---------- Given information

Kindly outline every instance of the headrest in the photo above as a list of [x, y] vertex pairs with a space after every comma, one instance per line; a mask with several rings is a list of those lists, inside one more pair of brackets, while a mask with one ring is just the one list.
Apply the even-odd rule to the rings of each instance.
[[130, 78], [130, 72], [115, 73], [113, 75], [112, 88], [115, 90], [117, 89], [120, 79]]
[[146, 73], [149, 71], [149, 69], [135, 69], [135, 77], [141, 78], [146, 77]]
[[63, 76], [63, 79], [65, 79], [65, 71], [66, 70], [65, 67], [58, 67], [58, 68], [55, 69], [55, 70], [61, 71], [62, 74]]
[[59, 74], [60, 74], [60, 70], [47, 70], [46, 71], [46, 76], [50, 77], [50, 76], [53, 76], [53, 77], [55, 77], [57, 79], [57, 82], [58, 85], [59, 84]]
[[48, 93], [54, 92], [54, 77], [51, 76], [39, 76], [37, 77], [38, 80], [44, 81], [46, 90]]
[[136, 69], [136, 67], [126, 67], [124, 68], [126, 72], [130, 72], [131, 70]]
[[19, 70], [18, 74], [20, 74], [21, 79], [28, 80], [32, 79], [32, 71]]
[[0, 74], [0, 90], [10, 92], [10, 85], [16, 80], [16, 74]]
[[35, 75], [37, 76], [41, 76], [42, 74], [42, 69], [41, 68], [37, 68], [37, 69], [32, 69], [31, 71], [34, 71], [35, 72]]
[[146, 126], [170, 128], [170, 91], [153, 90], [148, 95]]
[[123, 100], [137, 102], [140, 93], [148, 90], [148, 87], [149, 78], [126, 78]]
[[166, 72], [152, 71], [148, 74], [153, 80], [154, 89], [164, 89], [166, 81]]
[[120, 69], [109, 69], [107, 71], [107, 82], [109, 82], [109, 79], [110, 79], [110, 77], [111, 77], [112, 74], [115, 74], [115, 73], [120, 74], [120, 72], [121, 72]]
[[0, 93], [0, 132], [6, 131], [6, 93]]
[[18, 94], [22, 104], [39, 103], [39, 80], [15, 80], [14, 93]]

--------------------

**Brief:**
Return the lines from the first one through the line containing "81], [46, 90]]", including both of those lines, reproducing each without any change.

**Exercise result:**
Kindly outline every instance of the headrest in the photo above as a list of [x, y] vertex pairs with a space after every comma, one instance per line; a mask with several rings is a list of those lists, inside one more pair of brackets, while a mask with one ring is just the one list.
Apply the even-odd rule to the rings of each instance.
[[130, 78], [130, 72], [115, 73], [113, 75], [112, 88], [115, 90], [117, 89], [120, 79]]
[[146, 73], [149, 71], [149, 69], [135, 69], [135, 77], [141, 78], [146, 77]]
[[63, 76], [63, 79], [65, 79], [65, 71], [66, 70], [65, 67], [58, 67], [58, 68], [55, 69], [55, 70], [61, 71], [62, 74]]
[[59, 74], [60, 74], [60, 70], [47, 70], [46, 71], [46, 76], [50, 77], [50, 76], [53, 76], [53, 77], [55, 77], [57, 79], [57, 82], [58, 85], [59, 84]]
[[48, 93], [54, 92], [54, 77], [51, 76], [39, 76], [37, 77], [38, 80], [44, 81], [46, 90]]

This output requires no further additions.